*Exercise goal*
Copy out all of the entries, keeping every word the same.

*Record set*
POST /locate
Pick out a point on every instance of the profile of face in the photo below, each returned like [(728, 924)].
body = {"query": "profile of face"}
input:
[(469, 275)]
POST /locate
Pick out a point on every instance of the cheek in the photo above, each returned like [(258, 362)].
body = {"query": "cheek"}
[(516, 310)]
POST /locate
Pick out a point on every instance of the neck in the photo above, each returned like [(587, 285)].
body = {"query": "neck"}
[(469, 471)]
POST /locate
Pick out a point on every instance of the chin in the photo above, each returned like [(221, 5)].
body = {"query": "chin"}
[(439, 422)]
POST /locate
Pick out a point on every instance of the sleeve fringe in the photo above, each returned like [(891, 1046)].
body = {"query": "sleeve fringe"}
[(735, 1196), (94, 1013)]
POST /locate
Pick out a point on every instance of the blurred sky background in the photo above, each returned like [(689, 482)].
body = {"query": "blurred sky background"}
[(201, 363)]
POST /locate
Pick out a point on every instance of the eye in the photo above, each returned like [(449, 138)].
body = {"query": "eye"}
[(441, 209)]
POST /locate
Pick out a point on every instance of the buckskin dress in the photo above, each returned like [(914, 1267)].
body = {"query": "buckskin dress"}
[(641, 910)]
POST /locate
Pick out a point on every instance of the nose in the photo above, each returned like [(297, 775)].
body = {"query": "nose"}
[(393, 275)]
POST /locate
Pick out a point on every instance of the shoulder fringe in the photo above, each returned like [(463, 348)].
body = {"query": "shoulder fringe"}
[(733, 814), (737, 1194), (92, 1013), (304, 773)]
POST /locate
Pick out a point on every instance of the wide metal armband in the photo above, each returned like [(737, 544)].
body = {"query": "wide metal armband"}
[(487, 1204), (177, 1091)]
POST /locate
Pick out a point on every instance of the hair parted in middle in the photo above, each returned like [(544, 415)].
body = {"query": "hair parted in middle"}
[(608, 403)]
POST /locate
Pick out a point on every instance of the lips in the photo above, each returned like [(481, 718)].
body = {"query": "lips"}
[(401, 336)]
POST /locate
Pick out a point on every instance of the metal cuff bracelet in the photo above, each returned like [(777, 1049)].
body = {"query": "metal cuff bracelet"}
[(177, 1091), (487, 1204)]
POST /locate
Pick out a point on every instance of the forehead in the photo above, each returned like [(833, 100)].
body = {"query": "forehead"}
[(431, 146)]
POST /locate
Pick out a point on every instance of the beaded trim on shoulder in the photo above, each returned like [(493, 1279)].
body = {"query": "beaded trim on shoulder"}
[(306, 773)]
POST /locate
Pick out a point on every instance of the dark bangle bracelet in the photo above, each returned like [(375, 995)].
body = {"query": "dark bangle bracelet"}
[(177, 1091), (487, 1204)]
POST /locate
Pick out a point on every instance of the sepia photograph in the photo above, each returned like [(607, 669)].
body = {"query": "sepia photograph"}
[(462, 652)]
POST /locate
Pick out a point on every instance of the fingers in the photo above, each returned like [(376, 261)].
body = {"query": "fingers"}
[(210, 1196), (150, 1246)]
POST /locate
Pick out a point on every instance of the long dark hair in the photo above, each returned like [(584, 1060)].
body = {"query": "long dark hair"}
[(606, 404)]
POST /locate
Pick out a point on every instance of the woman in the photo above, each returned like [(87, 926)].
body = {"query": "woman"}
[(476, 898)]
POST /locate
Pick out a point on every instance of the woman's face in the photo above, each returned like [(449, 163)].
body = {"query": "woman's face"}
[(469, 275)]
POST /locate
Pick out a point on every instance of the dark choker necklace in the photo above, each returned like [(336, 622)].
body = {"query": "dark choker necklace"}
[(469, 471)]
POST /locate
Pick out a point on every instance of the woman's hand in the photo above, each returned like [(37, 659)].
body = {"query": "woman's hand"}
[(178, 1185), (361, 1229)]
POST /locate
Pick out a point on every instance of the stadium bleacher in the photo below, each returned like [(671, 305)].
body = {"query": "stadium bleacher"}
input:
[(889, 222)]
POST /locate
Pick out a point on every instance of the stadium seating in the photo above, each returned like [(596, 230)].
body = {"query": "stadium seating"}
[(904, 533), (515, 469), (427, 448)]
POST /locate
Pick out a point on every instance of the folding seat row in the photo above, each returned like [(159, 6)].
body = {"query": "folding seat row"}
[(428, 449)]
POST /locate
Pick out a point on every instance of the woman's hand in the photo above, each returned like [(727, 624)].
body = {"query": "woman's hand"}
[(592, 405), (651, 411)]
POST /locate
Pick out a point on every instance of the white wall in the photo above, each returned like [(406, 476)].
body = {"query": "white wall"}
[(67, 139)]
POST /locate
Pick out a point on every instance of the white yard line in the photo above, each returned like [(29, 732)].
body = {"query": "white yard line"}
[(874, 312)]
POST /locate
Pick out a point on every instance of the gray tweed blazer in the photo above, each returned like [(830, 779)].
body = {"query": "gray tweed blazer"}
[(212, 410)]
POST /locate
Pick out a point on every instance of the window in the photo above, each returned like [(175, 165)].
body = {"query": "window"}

*The answer*
POST /locate
Pick out a point on every instance of the profile of face in the photo below, each returned like [(728, 924)].
body = {"query": "profile of face"}
input:
[(469, 275)]
POST /locate
Pick out a point on every instance of the cheek in the photo above, each returned like [(258, 362)].
body = {"query": "cheek"}
[(516, 310)]
POST /locate
Pick out a point on every instance of the neck in the photo above, each returned like [(587, 285)].
body = {"query": "neck"}
[(469, 471)]
POST /locate
Pick out a point on every instance of the chin in the photo above, each returned like [(221, 5)].
body = {"query": "chin"}
[(439, 422)]
POST /locate
Pick out a point on every instance of the sleeve fringe in the photo above, each returned like [(891, 1046)].
body = {"query": "sleeve fringe"}
[(735, 1196), (94, 1013)]
POST /locate
Pick out a point on every instance of the blurred sky background in the photo above, each returned like [(689, 482)].
body = {"query": "blurred sky background"}
[(201, 363)]
POST /locate
Pick out a point on every instance of the eye in the photo above, each returned like [(449, 138)].
body = {"query": "eye"}
[(441, 209)]
POST /locate
Pick out a point on every instance of the buckskin dress in the photo above, each returned like [(914, 1267)].
body = {"query": "buckskin dress"}
[(641, 910)]
POST /locate
Pick out a point on every instance of the nose in the photo above, each returned like [(297, 775)].
body = {"query": "nose"}
[(393, 275)]
POST /locate
Pick out a point on every instance of the shoulder fringe in the photo above, each returned like [(463, 348)].
body = {"query": "shoulder fringe"}
[(733, 814), (737, 1194), (92, 1013), (304, 773)]
POST /locate
Pick out a point on every instance of the wide metal armband in the photo above, each returned like [(737, 544)].
body = {"query": "wide metal armband"}
[(487, 1204), (177, 1091)]
POST /locate
Pick out a point on every instance of the hair parted in middle in the photo above, each returned like [(544, 415)].
body = {"query": "hair parted in middle"}
[(608, 403)]
POST /locate
Pick out a point on every instance of the lips in the photo above, each returned like [(481, 718)].
body = {"query": "lips"}
[(401, 336)]
POST /locate
Pick out a point on every instance of the metal cuff bracelet in the photo above, each returned like [(777, 1049)].
body = {"query": "metal cuff bracelet"}
[(177, 1091), (487, 1204)]
POST /locate
Pick out a point on every instance of the forehead in the photo above, each returned like [(833, 100)].
body = {"query": "forehead"}
[(431, 146)]
POST /locate
Pick out a point on every instance of the beaded trim on shoulder in the photo above, each returned like [(493, 1279)].
body = {"query": "beaded trim on shoulder"}
[(306, 773)]
POST /locate
Pick out a point on every instance of the dark bangle bracelet in the photo above, each returned like [(375, 995)].
body = {"query": "dark bangle bracelet"}
[(177, 1091), (487, 1204)]
POST /locate
Pick out a point on every instance of the sepia photograph in the photo above, each returned like [(607, 669)].
body = {"query": "sepia photograph"}
[(462, 652)]
POST /locate
Pick out a point on every instance of the fingers in the photo above, each returned like [(376, 261)].
body = {"query": "fingers"}
[(210, 1196), (150, 1246)]
POST /locate
Pick out a point on every instance of the long dark hair in the photo above, each returned like [(584, 1060)].
body = {"query": "long dark hair"}
[(606, 404)]
POST /locate
Pick out a point on every instance of the woman in the photo above, each returned like [(87, 926)].
body = {"query": "woman"}
[(476, 898)]
POST /locate
Pick out a point on every instance of the woman's face in the photo above, each returned like [(449, 163)].
body = {"query": "woman's face"}
[(469, 275)]
POST /locate
Pick out a point on every instance of the dark choker necklace in the photo above, each returned like [(336, 622)].
body = {"query": "dark choker necklace"}
[(469, 471)]
POST /locate
Pick out a point on every instance of the woman's hand in the photo above, each returned like [(37, 659)].
body = {"query": "woman's hand"}
[(178, 1185), (361, 1229)]
POST /locate
Pick out a point on every instance of the stadium bleacher in the photo below, each returned like [(671, 305)].
body = {"query": "stadium bleacher"}
input:
[(889, 222)]
POST /locate
Pick out a point on every instance of the stadium seating in the photo above, each returned like [(596, 230)].
body = {"query": "stadium seating"}
[(904, 533), (515, 469), (427, 448)]
POST /locate
Pick out a point on every instance of the folding seat row in the photo above, each returned like [(159, 6)].
body = {"query": "folding seat row"}
[(428, 449)]
POST /locate
Pick out a point on every instance of the woman's hand in the photo above, each returned like [(727, 624)].
body = {"query": "woman's hand"}
[(592, 405), (651, 411)]
POST /locate
Pick out a point on every instance of the white wall in the photo above, each returned like [(406, 476)].
body = {"query": "white wall"}
[(67, 139)]
POST /locate
Pick out a point on every instance of the white yard line in the photo above, each returned like [(29, 732)].
body = {"query": "white yard line"}
[(874, 312)]
POST /locate
Pick out a point on every instance of the gray tweed blazer in the photo above, each returned like [(830, 779)].
body = {"query": "gray tweed blazer"}
[(212, 410)]
POST /locate
Pick out a point on every instance of the window in the photo above, each returned like [(175, 165)].
body = {"query": "window"}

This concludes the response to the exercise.